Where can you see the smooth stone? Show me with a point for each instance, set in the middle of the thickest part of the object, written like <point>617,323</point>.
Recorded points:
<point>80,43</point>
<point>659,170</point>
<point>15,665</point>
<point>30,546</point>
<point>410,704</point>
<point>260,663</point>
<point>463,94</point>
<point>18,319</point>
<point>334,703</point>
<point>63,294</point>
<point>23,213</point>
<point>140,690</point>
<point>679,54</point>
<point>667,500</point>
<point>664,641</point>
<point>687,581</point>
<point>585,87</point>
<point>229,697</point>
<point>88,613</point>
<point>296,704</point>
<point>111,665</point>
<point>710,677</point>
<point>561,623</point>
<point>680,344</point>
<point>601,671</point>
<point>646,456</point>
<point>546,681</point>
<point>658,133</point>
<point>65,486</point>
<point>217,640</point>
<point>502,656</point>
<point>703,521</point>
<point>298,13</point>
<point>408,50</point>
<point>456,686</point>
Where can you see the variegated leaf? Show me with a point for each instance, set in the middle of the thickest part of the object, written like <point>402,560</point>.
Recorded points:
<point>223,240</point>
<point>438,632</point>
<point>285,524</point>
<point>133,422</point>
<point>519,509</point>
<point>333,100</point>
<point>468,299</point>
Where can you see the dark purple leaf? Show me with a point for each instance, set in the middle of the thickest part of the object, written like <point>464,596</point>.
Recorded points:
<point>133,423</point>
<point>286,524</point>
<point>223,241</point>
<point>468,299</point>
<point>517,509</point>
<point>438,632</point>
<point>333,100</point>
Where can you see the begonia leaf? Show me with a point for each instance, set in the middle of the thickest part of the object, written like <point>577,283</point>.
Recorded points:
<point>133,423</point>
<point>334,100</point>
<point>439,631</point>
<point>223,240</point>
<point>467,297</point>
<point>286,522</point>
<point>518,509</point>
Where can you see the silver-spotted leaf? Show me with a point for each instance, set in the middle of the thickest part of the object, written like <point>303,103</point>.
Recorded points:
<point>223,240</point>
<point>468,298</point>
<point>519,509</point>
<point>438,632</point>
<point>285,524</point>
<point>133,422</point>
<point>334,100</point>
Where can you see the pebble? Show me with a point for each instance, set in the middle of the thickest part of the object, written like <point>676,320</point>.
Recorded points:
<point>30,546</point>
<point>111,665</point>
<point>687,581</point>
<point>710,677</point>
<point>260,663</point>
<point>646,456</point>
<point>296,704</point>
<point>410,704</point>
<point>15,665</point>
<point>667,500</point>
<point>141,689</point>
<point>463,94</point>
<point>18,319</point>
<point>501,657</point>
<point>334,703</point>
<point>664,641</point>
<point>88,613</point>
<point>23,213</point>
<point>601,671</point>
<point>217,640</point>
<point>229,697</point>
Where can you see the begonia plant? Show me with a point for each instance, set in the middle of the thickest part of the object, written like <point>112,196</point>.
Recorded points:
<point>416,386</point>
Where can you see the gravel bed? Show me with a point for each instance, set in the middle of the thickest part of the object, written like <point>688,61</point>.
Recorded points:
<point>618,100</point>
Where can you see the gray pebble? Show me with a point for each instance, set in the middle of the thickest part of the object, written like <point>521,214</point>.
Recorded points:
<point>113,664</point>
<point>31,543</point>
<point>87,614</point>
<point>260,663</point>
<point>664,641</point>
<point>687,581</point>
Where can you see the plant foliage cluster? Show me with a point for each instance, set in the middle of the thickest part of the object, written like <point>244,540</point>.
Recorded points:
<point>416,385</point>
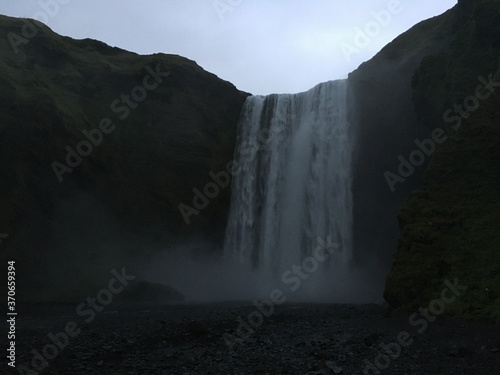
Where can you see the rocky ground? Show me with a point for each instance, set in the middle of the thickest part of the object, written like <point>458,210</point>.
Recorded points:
<point>203,339</point>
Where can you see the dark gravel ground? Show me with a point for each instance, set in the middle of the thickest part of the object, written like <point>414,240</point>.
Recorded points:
<point>295,339</point>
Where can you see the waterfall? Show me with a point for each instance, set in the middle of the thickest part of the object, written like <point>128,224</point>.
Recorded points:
<point>292,191</point>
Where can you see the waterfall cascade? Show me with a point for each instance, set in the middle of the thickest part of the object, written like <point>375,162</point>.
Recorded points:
<point>294,189</point>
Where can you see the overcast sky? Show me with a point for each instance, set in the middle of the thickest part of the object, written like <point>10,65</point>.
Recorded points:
<point>261,46</point>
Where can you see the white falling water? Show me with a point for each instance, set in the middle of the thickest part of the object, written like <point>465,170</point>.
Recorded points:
<point>294,189</point>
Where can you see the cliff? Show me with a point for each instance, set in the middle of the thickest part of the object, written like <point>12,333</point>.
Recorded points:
<point>99,148</point>
<point>449,226</point>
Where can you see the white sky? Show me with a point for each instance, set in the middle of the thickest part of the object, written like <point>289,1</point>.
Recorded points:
<point>261,46</point>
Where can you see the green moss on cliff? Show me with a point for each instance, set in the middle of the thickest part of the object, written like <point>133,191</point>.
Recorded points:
<point>449,228</point>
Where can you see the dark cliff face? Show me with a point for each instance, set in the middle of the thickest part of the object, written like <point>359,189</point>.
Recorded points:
<point>385,127</point>
<point>449,227</point>
<point>134,158</point>
<point>409,93</point>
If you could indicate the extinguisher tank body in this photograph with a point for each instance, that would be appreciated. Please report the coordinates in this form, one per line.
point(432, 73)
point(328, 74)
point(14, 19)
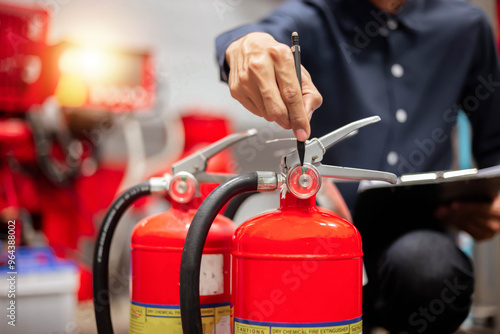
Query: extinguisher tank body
point(157, 244)
point(296, 270)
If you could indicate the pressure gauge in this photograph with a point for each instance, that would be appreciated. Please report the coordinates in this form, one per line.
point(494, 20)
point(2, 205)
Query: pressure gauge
point(303, 181)
point(183, 187)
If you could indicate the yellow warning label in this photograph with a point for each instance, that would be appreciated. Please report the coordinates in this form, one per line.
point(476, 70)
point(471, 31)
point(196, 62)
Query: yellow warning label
point(250, 329)
point(357, 328)
point(150, 320)
point(315, 330)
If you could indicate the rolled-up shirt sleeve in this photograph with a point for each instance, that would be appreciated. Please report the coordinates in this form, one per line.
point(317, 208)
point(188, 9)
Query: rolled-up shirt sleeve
point(481, 98)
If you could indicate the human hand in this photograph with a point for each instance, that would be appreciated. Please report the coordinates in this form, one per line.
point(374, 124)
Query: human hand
point(480, 219)
point(262, 78)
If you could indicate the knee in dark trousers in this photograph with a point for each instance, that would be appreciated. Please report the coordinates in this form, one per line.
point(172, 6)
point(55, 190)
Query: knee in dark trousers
point(424, 283)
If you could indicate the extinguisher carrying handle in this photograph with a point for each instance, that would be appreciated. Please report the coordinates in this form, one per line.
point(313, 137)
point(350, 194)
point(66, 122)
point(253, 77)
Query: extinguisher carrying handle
point(195, 240)
point(316, 149)
point(196, 163)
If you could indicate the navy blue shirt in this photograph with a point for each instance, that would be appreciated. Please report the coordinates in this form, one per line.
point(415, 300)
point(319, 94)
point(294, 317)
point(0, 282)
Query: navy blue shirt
point(415, 70)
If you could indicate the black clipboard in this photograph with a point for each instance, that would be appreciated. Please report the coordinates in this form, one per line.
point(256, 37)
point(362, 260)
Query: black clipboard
point(428, 190)
point(384, 212)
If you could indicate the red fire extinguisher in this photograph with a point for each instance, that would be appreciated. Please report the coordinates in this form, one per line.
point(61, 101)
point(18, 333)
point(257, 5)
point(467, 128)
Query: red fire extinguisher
point(294, 270)
point(157, 244)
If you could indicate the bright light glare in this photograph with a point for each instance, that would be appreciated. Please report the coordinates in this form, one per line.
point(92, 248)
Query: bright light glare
point(91, 64)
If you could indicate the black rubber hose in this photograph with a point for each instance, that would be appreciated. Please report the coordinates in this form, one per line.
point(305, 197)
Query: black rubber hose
point(235, 204)
point(101, 254)
point(195, 241)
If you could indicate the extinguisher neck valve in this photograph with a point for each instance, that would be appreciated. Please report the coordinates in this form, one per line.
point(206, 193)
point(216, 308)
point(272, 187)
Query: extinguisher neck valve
point(269, 181)
point(160, 185)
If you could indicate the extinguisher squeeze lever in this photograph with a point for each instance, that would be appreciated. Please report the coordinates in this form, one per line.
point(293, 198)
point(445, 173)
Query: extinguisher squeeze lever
point(316, 148)
point(196, 163)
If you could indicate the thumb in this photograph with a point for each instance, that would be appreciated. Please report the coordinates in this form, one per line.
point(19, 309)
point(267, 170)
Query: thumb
point(310, 94)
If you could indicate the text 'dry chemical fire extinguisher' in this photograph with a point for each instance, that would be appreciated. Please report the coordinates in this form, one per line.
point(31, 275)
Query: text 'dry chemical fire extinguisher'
point(298, 268)
point(157, 244)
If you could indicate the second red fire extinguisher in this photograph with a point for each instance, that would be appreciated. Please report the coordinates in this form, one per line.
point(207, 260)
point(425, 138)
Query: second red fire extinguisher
point(294, 270)
point(157, 244)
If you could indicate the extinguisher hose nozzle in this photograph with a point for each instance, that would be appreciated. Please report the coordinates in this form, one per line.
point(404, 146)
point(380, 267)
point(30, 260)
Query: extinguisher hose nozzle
point(193, 247)
point(101, 254)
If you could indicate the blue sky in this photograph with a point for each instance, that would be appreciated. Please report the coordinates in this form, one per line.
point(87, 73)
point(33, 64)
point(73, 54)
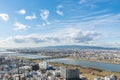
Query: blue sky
point(37, 23)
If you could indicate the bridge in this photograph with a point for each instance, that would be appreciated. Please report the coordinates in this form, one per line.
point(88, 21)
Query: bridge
point(50, 57)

______________________________

**Work to complete**. Please copy out the lines from the one containing "If you could indicate the bright" up to and including the one containing "point(91, 64)", reproducing each line exactly.

**Answer to this problem**.
If you could indicate the bright light glare in this photograph with a point for each instance, that would be appreciated. Please report the coordinates in this form, one per line.
point(92, 248)
Query: bright light glare
point(91, 64)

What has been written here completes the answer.